Given exercise ▸
Render the listing below as a two-column CSV with the headers instruction and coordinates, with one row for each entry. Begin at the line that contains "Exercise. Put one point on every instance of the boy's" and continue through the end of the listing. Place each entry's text and its answer in separate quoted fields, with any line breaks replaced by spaces.
-- Start Working data --
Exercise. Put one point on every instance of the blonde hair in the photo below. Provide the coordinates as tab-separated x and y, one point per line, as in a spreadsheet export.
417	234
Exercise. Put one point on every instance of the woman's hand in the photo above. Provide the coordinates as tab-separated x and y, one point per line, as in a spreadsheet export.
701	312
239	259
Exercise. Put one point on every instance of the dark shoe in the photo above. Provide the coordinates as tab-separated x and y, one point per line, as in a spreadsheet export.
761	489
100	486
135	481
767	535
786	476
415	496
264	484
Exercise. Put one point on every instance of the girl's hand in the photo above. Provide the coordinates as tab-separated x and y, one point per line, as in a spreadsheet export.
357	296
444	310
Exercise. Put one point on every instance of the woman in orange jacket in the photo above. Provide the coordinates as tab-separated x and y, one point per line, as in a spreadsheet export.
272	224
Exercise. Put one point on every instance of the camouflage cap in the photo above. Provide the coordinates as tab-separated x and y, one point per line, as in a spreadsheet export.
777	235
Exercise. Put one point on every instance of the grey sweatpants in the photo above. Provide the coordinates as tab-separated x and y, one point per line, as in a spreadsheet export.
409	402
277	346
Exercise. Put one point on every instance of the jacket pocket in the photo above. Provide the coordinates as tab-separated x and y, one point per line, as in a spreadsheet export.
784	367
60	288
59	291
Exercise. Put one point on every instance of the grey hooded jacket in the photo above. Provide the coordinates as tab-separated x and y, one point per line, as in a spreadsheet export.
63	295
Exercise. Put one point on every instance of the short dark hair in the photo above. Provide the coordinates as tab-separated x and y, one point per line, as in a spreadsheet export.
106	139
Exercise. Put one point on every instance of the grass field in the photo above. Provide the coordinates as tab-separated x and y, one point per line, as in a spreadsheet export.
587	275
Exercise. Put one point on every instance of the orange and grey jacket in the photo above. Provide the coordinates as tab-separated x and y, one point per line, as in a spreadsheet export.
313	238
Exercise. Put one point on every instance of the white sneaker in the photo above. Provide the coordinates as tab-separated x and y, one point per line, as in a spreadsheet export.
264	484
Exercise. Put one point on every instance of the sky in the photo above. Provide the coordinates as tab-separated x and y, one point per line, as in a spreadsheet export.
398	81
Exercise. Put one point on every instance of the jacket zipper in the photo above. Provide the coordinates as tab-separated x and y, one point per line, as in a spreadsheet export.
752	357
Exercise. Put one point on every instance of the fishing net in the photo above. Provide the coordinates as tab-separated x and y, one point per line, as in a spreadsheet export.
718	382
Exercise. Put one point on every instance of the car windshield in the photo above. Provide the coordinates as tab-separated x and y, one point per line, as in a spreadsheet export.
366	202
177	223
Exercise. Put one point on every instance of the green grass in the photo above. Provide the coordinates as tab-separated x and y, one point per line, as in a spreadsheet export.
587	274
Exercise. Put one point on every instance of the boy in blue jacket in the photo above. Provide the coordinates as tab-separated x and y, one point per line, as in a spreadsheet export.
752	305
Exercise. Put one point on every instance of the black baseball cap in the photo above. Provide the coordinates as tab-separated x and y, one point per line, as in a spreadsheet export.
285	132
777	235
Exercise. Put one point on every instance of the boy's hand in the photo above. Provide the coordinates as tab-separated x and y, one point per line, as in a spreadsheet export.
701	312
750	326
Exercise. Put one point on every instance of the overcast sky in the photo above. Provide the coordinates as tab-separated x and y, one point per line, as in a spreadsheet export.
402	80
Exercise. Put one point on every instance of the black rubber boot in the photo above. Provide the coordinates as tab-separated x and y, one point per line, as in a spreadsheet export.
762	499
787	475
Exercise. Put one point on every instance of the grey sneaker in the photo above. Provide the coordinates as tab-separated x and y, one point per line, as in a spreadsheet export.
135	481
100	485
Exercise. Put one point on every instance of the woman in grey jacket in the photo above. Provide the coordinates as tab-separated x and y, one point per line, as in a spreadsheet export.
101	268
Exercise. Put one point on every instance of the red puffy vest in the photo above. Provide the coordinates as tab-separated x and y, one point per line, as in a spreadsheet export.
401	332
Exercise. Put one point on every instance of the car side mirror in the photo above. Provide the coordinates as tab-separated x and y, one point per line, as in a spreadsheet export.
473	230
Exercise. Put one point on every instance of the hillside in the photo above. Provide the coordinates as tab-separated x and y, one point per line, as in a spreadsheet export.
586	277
-- End Working data --
Full output ▸
instruction,coordinates
"Exercise. Put one point on every instance of the boy's hand in the photo above. Provide the coordinates as tab-separated x and y, one point per line, as in a spreadsheet export.","701	312 750	326"
"Exercise. Put one point on every instance of the overcast sky in the photo above. Provide the coordinates as tab-separated x and y, one point per line, as in a spreadsheet export.","402	80"
"Exercise. Put one point on every instance of the black rubber boot in the photo above. Provide the coordinates as tab-separated x and y, one point per line, as in a spreadsheet export.","762	499 787	475"
"Exercise. Put one point on every instance of the grey sneaker in the photo above. Provide the coordinates as tab-separated x and y, one point per line, as in a spreadsheet export.","135	481 100	485"
"Exercise. Put one point on every instance of the woman in grey jacket in the photo above. Provide the coordinates as tab-separated x and y, one point per line, as in a spreadsheet export.","101	268"
"Exercise. Put one point on every instance of the red puffy vest in the photo above. Provide the coordinates as tab-separated x and y, one point per line, as in a spreadsheet export.","401	332"
"Exercise. Put one point on every instance of the car side mirror in the photo above. Provide the coordinates as tab-separated x and y, one point per line, as in a spreadsheet export.","473	230"
"Exercise. Put one point on every instance of the hillside in the photo above. Provide the coordinates as tab-separated x and y, one point per line, as in a spreadsheet export.","586	277"